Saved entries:
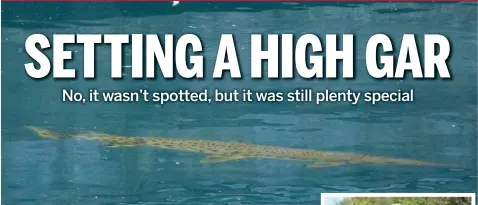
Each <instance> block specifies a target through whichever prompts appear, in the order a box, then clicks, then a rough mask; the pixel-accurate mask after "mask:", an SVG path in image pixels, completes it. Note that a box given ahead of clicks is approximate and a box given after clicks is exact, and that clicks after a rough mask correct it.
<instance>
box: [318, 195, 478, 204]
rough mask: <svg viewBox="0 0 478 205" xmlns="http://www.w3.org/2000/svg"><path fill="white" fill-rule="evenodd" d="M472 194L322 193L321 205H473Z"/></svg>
mask: <svg viewBox="0 0 478 205" xmlns="http://www.w3.org/2000/svg"><path fill="white" fill-rule="evenodd" d="M475 197H476V194H474V193H322V195H321V197H320V198H321V203H320V204H321V205H475V202H476V199H475Z"/></svg>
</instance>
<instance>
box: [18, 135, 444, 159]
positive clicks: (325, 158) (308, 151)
mask: <svg viewBox="0 0 478 205" xmlns="http://www.w3.org/2000/svg"><path fill="white" fill-rule="evenodd" d="M26 128H27V129H30V130H32V131H33V132H35V133H36V134H37V135H38V136H40V137H41V138H46V139H66V138H74V139H82V140H94V141H99V142H102V143H104V144H108V145H109V146H110V147H132V146H139V145H148V146H153V147H159V148H163V149H173V150H181V151H190V152H197V153H204V154H206V155H207V156H206V157H205V158H203V159H202V160H201V161H200V162H201V163H220V162H227V161H234V160H240V159H246V158H270V159H287V160H299V161H308V162H310V164H309V165H308V167H310V168H319V167H331V166H339V165H345V164H362V163H366V164H367V163H368V164H398V165H411V166H453V165H450V164H442V163H433V162H424V161H417V160H410V159H399V158H388V157H379V156H370V155H364V154H354V153H344V152H327V151H318V150H311V149H295V148H287V147H278V146H265V145H256V144H251V143H243V142H221V141H210V140H196V139H172V138H165V137H126V136H118V135H110V134H104V133H96V132H78V133H59V132H55V131H53V130H50V129H46V128H40V127H35V126H26Z"/></svg>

= Exercise brief =
Arrange every line of the material above into a Markdown table with the columns "No." and "Line", numbering the rows and leaving out blank lines. Leave the pictures out of the table.

= Written response =
| No. | Line |
|---|---|
| 1 | Each <instance> block specifies a target through whichever prompts appear, in the order a box, then clicks, then a rough mask; the pixel-accurate mask after "mask:", an SVG path in image pixels, completes it. Note that a box given ahead of clicks is approximate and a box given after clicks is exact, and that clicks after a rough mask correct it. |
| 2 | <instance> |
| 3 | box: [318, 195, 478, 204] |
| 4 | rough mask: <svg viewBox="0 0 478 205" xmlns="http://www.w3.org/2000/svg"><path fill="white" fill-rule="evenodd" d="M472 194L322 193L321 205H473Z"/></svg> |
| 5 | mask: <svg viewBox="0 0 478 205" xmlns="http://www.w3.org/2000/svg"><path fill="white" fill-rule="evenodd" d="M475 197H476V194H474V193H322V195H321V197H320V198H321V203H320V204H321V205H475V202H476V199H475Z"/></svg> |
| 6 | </instance> |
| 7 | <instance> |
| 8 | box: [18, 135, 444, 159] |
| 9 | positive clicks: (325, 158) (308, 151) |
| 10 | mask: <svg viewBox="0 0 478 205" xmlns="http://www.w3.org/2000/svg"><path fill="white" fill-rule="evenodd" d="M26 128H27V129H30V130H32V131H33V132H35V133H36V134H37V135H38V136H40V137H41V138H46V139H66V138H74V139H82V140H94V141H99V142H102V143H104V144H108V145H109V146H110V147H132V146H139V145H148V146H153V147H159V148H163V149H173V150H181V151H190V152H197V153H204V154H206V155H207V156H206V157H205V158H203V159H202V160H201V161H200V162H201V163H220V162H227V161H234V160H240V159H246V158H270V159H287V160H299V161H308V162H310V164H309V165H308V167H310V168H319V167H331V166H339V165H345V164H362V163H366V164H367V163H368V164H398V165H411V166H453V165H450V164H442V163H433V162H424V161H417V160H410V159H399V158H388V157H379V156H370V155H364V154H354V153H344V152H327V151H318V150H311V149H295V148H287V147H278V146H265V145H256V144H251V143H243V142H221V141H210V140H196V139H172V138H165V137H126V136H118V135H110V134H104V133H96V132H78V133H59V132H55V131H53V130H50V129H46V128H40V127H35V126H26Z"/></svg> |